As I was visiting Texas about six months later we finally met up for drinks and it was disastrous – she seemed as unstable as she was cute.
I had already approached her as she was leaving the merch booth before all of this started flooding back to me – I mention her and all of this to tell you the tale of her fascinating yet seemingly unhinged fandom.
I say hello and she remembers me and proceeds to tell me some truly odd things:
a) She drove down and stood outside ACL Live in Austin on Thurs (today was Sat) all day to get into the QOTSA taping and finally made it in about half-way though the show.
b) She had also won tickets to the big ACL Fest weekend where she saw QOTSA last night.
c) In spite of winning these very pricey tickets that were good for all three days of music, she sacrificed tonight to come back to Dallas just to see QOTSA again and will be returning to Austin tomorrow for the final day of the festival.
d) Something about how all 4′ 10″ of her 90 lb frame got a job as a truck driver and their was a latent motif of how the motivation behind this was it would greatly maximize the number of QOTSA shows she would now be able to catch nationwide and began to tell me of the few she had recently seen out of state.
I was scared to tell her I had a pass after hearing all of this and pretended to walk to my car but then I see her not going to her car but to walk to the fence surrounding the backstage area – I asked “Your not really just gonna go cling to that fence are you?” – Her answer = ” Hey, I always do” – Good times.
Silversun Pickups – Oct 6th – Trees – Dallas, TX
So again, this was my bff milestone birthday weekend and the 3rd and final punch came with another band, the Silversun Pickups, that was simply doing a pickup date after finishing up their first weekend at Austin City Limits.
..........
### [WHAT TO DO]
1/ According to the passage, what job did the fan say she had gotten?
2/ Return the stretch of the passage from "d) Something about" through "Austin City Limits.".
The items after the passage are separate material, unrelated to it.
..........
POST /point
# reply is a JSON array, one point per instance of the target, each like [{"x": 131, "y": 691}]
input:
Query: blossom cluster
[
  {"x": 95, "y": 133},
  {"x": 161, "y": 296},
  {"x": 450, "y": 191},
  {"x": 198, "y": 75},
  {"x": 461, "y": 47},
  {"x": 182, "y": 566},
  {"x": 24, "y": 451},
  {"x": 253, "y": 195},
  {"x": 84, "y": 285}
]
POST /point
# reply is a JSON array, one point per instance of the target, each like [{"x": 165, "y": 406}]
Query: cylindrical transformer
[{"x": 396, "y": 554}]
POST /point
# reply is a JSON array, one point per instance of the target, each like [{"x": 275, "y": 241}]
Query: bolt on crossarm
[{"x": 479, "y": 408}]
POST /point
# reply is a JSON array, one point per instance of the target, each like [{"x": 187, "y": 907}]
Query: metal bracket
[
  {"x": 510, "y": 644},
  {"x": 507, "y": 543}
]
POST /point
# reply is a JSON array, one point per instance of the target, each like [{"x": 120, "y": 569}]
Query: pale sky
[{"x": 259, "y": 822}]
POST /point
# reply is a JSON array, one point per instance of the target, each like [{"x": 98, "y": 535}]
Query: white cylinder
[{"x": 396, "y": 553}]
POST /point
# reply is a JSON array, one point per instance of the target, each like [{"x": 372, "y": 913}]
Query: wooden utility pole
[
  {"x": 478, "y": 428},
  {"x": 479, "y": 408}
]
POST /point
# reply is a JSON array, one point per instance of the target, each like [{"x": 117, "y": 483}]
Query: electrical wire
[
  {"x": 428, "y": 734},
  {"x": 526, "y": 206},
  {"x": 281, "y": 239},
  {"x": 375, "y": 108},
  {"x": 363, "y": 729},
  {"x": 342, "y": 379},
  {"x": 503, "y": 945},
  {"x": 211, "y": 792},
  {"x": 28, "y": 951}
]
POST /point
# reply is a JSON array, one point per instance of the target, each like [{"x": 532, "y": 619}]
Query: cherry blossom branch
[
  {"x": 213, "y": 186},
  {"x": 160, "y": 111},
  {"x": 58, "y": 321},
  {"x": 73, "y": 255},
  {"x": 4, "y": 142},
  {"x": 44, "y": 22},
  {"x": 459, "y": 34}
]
..........
### [ANSWERS BY ITEM]
1/ A job as a truck driver.

2/
d) Something about how all 4′ 10″ of her 90 lb frame got a job as a truck driver and their was a latent motif of how the motivation behind this was it would greatly maximize the number of QOTSA shows she would now be able to catch nationwide and began to tell me of the few she had recently seen out of state.
I was scared to tell her I had a pass after hearing all of this and pretended to walk to my car but then I see her not going to her car but to walk to the fence surrounding the backstage area – I asked “Your not really just gonna go cling to that fence are you?” – Her answer = ” Hey, I always do” – Good times.
Silversun Pickups – Oct 6th – Trees – Dallas, TX
So again, this was my bff milestone birthday weekend and the 3rd and final punch came with another band, the Silversun Pickups, that was simply doing a pickup date after finishing up their first weekend at Austin City Limits.